Selection:
start

That summer I continued to push myself into an envelope of sweat and grind. When I formally met Coach (at a cross country picnic in the park that will forever be branded "the woods between the worlds" in the ardor of my poetic psyche) his hand extended in my direction like a military salute. Thin-lipped and sincere. A man of his word and stature, he welcomed me into the cadre of athletes sporting crew cuts and knee-length shorts. There was all-state swimmer and ripped abdomen Joe Lontelli. There was straw-headed lanky strut of Hans Peacock, Gabino Andretti, his Spanish hair matted back a la pompadour sans the resurgence of a scarlet cape or bull as we kicked it before practice in his pimped out ghetto-crafted late seventies Buick, the front of which was rigged so that the hood would nod in thumped syncopation with the massive sub-woofers potted in the trunk. Together we kicked it, blaring the street soliloquies of House of Pain and Cypress Hill, waiting for our fellow teammates to arrive in the copper-haze of dawn when the athletes would form a circle of bodies and perform rote calve and thigh stretches, massaging out the aches and swells of our legs before breaking out into a lithe cantor and then strutting our limbs into a working steady pace, our heads bobbing with sweat and motion like human-sized pistons as we scaled the perimeter of Madison golf course.

end

Stated problem A: In one to three sentences, explain why, according to the cross country passage, the runners hung out in Gabino Andretti's Buick before practice.
Stated problem B: Pick up the cross country passage right after its final sentence and keep writing in the same voice.
The listing has no connection to the cross country passage.

Raw records:
start

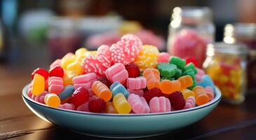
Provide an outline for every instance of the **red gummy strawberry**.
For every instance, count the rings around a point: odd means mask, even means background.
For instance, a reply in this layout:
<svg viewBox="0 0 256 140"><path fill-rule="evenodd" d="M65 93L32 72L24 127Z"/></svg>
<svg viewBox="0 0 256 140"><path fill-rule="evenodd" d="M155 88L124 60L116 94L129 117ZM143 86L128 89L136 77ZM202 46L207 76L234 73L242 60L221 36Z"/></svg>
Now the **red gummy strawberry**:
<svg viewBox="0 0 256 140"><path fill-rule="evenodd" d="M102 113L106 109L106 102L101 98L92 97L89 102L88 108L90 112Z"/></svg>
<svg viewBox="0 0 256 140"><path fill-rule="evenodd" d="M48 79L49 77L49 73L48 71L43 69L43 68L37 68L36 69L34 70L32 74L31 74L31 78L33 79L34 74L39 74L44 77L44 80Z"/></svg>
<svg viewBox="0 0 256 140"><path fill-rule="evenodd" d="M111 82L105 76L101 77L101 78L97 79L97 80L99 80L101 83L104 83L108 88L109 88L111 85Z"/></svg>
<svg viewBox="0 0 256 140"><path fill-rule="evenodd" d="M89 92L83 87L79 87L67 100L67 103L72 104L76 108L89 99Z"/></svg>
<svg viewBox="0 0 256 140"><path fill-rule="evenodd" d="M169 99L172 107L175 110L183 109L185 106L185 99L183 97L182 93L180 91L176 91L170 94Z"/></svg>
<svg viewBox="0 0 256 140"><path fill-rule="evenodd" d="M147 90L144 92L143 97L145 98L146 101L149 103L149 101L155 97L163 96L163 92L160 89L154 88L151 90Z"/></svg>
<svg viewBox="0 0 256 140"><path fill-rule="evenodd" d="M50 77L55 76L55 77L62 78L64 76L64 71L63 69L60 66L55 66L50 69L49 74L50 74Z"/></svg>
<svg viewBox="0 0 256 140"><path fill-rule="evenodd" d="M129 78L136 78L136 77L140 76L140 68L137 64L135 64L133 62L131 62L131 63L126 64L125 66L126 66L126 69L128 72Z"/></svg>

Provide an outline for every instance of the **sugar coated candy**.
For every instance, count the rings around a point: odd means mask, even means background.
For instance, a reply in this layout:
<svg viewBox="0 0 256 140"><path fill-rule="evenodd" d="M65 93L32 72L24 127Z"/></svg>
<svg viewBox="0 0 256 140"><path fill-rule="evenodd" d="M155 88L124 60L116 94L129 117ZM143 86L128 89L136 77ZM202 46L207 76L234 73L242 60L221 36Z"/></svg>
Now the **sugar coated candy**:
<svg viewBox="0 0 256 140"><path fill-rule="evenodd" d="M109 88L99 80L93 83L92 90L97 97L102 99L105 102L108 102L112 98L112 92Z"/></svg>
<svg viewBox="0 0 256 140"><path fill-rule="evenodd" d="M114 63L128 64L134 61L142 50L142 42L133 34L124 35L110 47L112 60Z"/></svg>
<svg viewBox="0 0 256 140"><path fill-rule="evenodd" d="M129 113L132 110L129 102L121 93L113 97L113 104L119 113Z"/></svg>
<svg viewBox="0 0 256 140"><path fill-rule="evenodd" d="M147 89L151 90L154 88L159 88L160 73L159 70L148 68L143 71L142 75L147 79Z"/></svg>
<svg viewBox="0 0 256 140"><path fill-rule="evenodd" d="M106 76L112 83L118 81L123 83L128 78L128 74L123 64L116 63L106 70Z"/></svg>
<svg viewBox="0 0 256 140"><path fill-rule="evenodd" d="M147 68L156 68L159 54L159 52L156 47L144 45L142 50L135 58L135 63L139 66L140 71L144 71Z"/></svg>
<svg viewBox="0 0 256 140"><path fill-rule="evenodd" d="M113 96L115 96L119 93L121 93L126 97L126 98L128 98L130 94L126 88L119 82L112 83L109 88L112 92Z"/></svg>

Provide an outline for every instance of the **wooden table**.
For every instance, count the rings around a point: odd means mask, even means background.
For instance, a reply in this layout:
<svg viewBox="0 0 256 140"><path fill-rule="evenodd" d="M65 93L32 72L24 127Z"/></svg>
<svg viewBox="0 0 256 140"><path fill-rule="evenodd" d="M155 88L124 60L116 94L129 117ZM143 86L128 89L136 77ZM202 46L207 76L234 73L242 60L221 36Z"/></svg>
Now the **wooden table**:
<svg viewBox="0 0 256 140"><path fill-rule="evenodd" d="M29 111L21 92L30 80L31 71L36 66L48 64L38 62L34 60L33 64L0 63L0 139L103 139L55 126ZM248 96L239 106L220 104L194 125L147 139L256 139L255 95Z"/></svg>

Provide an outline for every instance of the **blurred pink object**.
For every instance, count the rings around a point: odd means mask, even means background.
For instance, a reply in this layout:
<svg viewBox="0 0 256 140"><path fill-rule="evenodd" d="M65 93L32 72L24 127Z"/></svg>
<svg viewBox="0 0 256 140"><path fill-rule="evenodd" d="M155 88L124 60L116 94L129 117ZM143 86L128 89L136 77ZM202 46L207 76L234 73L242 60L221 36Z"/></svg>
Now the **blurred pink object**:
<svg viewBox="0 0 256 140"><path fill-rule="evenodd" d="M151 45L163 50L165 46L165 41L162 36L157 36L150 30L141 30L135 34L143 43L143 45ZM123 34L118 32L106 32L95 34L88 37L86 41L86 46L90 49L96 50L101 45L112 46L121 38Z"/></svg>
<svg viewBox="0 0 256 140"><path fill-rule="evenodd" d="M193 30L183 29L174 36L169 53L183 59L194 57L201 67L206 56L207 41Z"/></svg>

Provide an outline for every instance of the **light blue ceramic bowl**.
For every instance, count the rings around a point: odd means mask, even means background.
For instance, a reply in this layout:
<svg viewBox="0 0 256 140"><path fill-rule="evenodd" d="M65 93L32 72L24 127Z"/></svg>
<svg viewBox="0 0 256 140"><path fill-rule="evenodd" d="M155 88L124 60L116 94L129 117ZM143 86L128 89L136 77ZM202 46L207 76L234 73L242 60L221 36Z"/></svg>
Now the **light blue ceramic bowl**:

end

Result A: They were waiting in the car for their teammates to show up at dawn, playing House of Pain and Cypress Hill on the Buick's big subwoofers while they waited.

Result B:
There was demure-eyed Jose Martinez, the needled hair Mexican senior captain on the varsity squad whose countenance availed a gentle smile and reassuring nod at the fledgling underclassman pushing themselves through the swelter of a mid-august fifteen K, where Coach Ricca could oft be found running stride per stride with the leaders of our corporeal train of accelerating hoofs and akimbo limbs, glancing down in to the whiteness of his wrist feeding us our mile split, offering insight into the posture of our arms, correcting the rhythmic intonation of our breath, telling us when to conserve our energy and when to kick deep, mining the dregs of tenacity and endurance left inside of your flesh, as both your upper and lower apparatus spume into a windmill accelerating yourself over the wet morning dew of the earth, in search of nothing short of a finish line and a few deep swallowed breaths of stilted air thereafter.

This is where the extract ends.